### Listed entries

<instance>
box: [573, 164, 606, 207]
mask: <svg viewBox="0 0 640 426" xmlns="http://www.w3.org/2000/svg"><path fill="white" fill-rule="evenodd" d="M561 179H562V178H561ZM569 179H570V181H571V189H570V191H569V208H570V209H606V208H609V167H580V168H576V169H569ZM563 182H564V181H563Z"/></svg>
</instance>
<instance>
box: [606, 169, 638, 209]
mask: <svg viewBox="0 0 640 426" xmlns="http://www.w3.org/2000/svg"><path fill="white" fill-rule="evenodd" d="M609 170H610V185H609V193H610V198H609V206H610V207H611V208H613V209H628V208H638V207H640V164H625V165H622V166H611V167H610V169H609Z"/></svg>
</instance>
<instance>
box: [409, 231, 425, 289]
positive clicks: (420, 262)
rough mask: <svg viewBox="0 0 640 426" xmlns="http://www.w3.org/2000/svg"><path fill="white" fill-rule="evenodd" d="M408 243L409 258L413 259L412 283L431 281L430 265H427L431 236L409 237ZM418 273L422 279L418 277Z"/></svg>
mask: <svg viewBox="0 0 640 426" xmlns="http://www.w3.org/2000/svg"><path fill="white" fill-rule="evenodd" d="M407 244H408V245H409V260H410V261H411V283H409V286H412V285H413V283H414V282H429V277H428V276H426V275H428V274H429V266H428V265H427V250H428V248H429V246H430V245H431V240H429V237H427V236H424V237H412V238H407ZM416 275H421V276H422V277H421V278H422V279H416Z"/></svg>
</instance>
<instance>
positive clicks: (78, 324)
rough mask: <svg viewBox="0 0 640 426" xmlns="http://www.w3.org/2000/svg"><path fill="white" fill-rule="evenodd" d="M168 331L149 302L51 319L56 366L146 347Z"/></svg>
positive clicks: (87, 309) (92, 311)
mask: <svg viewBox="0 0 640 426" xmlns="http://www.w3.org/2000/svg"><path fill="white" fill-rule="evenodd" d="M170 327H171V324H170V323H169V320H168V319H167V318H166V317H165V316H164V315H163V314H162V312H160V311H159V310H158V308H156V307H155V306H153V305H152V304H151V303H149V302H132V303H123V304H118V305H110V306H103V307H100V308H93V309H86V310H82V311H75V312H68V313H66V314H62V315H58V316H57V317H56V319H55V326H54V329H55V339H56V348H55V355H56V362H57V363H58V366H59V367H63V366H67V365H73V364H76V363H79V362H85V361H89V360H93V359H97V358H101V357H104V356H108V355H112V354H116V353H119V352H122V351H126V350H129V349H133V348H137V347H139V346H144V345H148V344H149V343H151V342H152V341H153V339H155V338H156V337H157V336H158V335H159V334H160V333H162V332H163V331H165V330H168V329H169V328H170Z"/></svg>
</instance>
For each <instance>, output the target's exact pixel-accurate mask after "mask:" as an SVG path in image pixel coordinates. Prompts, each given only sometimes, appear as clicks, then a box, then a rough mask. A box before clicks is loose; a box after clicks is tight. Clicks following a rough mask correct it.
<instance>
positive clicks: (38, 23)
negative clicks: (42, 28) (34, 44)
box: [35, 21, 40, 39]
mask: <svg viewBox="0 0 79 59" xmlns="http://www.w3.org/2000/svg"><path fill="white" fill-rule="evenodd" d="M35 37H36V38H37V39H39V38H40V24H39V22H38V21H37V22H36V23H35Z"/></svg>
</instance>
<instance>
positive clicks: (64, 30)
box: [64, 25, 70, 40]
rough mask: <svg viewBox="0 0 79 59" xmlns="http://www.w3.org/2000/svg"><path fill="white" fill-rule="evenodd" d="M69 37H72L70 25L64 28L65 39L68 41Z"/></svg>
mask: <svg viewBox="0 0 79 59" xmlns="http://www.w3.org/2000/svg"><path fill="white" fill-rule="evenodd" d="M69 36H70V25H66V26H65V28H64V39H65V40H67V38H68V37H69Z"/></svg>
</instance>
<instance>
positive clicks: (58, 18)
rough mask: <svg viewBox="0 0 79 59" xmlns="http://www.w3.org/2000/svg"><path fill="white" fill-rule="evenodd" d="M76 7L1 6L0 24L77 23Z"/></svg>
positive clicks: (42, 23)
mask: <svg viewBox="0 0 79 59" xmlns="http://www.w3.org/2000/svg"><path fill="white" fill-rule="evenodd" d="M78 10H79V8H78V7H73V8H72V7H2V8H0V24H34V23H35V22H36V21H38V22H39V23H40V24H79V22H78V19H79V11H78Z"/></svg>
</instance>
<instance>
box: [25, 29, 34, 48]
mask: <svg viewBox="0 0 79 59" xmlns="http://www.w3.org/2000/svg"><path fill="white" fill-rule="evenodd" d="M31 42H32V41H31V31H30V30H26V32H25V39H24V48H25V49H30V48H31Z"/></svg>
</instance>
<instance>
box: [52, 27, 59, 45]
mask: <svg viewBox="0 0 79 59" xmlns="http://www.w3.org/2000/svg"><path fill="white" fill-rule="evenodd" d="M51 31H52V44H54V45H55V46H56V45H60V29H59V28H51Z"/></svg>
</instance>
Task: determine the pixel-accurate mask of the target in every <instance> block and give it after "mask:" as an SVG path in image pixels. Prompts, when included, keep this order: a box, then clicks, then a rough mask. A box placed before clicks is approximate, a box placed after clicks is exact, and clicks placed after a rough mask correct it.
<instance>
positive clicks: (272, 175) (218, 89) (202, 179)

######
### Listed entries

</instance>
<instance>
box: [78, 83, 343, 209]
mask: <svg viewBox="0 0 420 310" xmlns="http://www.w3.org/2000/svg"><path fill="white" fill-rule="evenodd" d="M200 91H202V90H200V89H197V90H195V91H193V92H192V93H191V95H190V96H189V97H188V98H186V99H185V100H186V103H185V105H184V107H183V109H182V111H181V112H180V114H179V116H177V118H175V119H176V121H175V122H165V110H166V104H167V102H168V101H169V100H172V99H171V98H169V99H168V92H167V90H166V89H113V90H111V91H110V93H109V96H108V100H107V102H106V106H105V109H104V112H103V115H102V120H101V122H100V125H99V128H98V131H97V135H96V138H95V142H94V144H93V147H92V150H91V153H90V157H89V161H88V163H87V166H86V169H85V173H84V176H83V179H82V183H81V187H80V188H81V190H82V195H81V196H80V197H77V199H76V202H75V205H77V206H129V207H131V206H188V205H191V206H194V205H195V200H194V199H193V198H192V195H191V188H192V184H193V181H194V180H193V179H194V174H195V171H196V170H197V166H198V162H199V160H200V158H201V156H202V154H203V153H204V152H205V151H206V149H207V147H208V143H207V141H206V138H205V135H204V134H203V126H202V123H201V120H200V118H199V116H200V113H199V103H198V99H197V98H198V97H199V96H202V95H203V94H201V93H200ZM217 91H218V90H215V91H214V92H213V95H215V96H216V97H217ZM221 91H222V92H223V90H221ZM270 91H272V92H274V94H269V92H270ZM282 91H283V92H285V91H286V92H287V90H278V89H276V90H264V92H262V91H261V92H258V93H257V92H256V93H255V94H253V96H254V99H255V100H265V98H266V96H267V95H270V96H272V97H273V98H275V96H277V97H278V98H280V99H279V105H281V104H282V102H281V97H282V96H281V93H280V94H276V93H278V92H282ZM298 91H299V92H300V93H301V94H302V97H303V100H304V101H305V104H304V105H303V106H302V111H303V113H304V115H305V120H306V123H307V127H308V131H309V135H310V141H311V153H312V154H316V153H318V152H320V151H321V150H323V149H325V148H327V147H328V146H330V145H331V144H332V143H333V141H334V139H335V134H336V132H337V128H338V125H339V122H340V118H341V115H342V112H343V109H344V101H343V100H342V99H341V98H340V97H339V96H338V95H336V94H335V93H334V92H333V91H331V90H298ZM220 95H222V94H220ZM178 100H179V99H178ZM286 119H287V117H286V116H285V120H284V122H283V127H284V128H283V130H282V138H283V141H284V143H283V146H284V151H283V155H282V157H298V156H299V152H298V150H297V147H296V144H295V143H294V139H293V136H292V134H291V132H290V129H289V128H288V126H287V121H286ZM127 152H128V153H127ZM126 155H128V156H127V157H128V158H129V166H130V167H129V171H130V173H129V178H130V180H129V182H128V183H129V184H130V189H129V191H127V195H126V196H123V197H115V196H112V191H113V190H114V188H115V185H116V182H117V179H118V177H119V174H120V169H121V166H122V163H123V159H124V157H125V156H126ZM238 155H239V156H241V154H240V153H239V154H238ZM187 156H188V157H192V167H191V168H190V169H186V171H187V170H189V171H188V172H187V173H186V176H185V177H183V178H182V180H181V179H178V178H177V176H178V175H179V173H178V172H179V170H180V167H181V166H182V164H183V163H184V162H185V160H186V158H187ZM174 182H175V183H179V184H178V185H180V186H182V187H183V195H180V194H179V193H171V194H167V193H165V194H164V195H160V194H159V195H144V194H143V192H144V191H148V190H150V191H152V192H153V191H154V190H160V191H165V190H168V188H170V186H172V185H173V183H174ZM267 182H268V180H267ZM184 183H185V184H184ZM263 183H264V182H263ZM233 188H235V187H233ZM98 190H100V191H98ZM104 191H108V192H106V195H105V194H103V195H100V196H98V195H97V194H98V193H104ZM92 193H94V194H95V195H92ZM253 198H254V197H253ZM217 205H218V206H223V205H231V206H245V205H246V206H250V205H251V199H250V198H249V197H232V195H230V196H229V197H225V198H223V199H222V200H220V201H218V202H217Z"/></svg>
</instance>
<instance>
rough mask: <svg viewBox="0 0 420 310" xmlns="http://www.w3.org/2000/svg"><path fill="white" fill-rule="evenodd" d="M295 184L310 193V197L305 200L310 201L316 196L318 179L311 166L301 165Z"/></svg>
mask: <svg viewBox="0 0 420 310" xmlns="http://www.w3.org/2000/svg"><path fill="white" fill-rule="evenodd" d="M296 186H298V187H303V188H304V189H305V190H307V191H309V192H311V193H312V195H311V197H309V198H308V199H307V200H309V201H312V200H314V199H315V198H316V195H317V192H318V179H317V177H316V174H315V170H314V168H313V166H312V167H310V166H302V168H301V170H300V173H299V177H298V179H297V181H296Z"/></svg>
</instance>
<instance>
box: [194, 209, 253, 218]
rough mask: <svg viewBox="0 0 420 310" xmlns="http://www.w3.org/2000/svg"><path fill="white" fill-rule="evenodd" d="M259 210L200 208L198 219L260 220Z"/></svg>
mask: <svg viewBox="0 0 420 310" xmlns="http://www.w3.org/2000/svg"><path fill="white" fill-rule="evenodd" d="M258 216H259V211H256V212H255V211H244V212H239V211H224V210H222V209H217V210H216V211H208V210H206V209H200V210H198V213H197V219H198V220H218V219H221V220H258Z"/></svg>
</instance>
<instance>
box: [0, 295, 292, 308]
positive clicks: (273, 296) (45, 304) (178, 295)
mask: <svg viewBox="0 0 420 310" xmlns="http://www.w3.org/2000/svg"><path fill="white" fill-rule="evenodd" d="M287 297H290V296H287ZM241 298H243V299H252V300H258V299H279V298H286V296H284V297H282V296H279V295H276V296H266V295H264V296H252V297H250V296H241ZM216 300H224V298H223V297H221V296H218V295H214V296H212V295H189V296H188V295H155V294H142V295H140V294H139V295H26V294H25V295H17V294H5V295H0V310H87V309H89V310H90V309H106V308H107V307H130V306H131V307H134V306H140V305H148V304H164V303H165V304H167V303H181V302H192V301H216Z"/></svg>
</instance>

######

#### [Exercise aim]
I need every line from the material that contains the word "target".

#### [Solution]
For each <instance>, output the target's exact pixel-accurate mask after "mask:" as an SVG path in image pixel coordinates. Prompts, each given only sometimes, appear as clicks, then a box, then a rough mask. A box before clicks is loose; a box after clicks is tight. Clicks following a rough mask correct it.
Task: determine the pixel-accurate mask of the target in every <instance> block and give it after "mask:" as an SVG path in image pixels. Prompts, when included, keep this order: a box, then clicks, then a rough mask. A box placed before clicks is approximate, a box placed after clicks is exact, and clicks placed after a rough mask correct it.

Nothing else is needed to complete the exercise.